Data for processing:
■ ■ ■

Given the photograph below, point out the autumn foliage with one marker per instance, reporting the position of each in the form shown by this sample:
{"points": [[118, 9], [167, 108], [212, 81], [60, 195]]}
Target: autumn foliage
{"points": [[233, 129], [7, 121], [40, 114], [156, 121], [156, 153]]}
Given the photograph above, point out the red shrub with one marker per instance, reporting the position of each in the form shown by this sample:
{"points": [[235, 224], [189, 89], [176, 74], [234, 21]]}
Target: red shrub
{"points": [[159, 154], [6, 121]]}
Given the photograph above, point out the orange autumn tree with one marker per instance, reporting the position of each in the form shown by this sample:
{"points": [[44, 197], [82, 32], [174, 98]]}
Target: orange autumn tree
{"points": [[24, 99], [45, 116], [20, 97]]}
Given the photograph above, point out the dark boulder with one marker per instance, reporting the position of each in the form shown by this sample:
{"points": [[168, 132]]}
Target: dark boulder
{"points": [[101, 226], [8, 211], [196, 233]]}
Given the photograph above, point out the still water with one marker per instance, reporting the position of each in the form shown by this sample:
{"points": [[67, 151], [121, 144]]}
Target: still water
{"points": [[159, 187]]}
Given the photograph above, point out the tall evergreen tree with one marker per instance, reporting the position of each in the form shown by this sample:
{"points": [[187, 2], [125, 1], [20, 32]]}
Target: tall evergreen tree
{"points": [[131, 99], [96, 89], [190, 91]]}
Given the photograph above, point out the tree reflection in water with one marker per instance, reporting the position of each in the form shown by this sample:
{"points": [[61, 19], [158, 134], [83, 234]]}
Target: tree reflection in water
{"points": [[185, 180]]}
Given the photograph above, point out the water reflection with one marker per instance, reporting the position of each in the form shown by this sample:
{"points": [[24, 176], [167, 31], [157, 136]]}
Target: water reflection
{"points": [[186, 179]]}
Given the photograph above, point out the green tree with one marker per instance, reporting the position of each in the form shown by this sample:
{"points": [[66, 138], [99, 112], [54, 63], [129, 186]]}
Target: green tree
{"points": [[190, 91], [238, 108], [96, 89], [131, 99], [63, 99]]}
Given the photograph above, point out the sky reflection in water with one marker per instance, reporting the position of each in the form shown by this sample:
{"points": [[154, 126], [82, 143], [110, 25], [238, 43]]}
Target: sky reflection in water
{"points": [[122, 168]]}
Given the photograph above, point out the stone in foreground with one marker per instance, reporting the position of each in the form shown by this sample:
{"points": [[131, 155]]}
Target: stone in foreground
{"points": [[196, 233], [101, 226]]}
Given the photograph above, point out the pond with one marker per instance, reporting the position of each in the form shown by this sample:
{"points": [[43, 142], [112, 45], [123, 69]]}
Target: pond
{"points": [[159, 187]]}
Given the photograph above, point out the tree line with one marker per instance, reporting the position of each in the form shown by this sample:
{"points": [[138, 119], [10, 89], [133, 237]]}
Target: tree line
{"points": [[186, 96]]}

■ ■ ■

Reproduce each record exactly as it appears.

Written answer:
Given the photograph below, point out the autumn foliage with one marker per instance, reporting the position of each in the form shown by this sample:
{"points": [[118, 9], [167, 108], [212, 81], [60, 195]]}
Target: autumn foliage
{"points": [[233, 129], [7, 121], [40, 114], [156, 121], [156, 153]]}
Given the photograph above, point out the red shrub with one marker per instance, reporting the position of each in the form shown by this sample:
{"points": [[235, 224], [189, 89], [176, 74], [234, 21]]}
Target: red shrub
{"points": [[159, 154], [6, 121]]}
Given the photograph above, point out the orange autumn tree with one marker per instance, reporting the position of each in the form shown by this sample:
{"points": [[44, 197], [82, 32], [174, 98]]}
Target: orange autumn tree
{"points": [[24, 99], [45, 116], [20, 97]]}
Given the photograph above, point out the dark boulder with one marker per instance, reporting the position of each in the form shown by this sample:
{"points": [[168, 132]]}
Target: dark boulder
{"points": [[101, 226], [8, 211], [196, 233]]}
Given the photograph above, point out the still water with one marker per instance, reporting the position of each in the form shown by this sample:
{"points": [[67, 151], [121, 144]]}
Target: still water
{"points": [[159, 187]]}
Given the photograph above, point out the tall evergreen tree with one marker per instance, reporting the position of each in the form shown by this sample:
{"points": [[187, 2], [125, 1], [20, 32]]}
Target: tall evergreen tree
{"points": [[131, 99], [96, 89], [190, 91]]}
Given the photograph above, point out the tree reflection in water with one marker per instance, reporting the position of each in the form shown by this sample:
{"points": [[61, 19], [158, 134], [83, 234]]}
Target: tree reflection in water
{"points": [[185, 180]]}
Given the photograph above, point out the water reflection with one marker per instance, reporting the position of each in the form shown by this sample:
{"points": [[24, 176], [167, 31], [157, 136]]}
Target: water reflection
{"points": [[186, 179]]}
Given the photograph above, point out the green tree with one marker per instance, reporting the position of each in the form shown by this sample:
{"points": [[66, 138], [99, 112], [54, 63], [129, 186]]}
Target: green tree
{"points": [[190, 91], [238, 108], [96, 89], [131, 99], [63, 99]]}
Given the photograph above, point out the sky reflection in water with one marker per instance, reporting the position of each in the form shown by this sample:
{"points": [[154, 126], [82, 143], [110, 25], [238, 43]]}
Target: sky reflection in water
{"points": [[122, 168]]}
Given the photograph above, point out the stone in foreground with one marker per instance, reporting the position of each in the form shown by this sample:
{"points": [[131, 155]]}
Target: stone in foreground
{"points": [[196, 233], [101, 226]]}
Given the photograph above, point out the pond with one marker per instance, reporting the position of each in the form shown by this sample:
{"points": [[43, 142], [112, 45], [123, 69]]}
Target: pond
{"points": [[159, 187]]}
Given the photograph above, point out the tree line with one marker per instance, reporting the position of each in the form shown by this sample:
{"points": [[138, 119], [10, 89], [133, 237]]}
Target: tree line
{"points": [[186, 96]]}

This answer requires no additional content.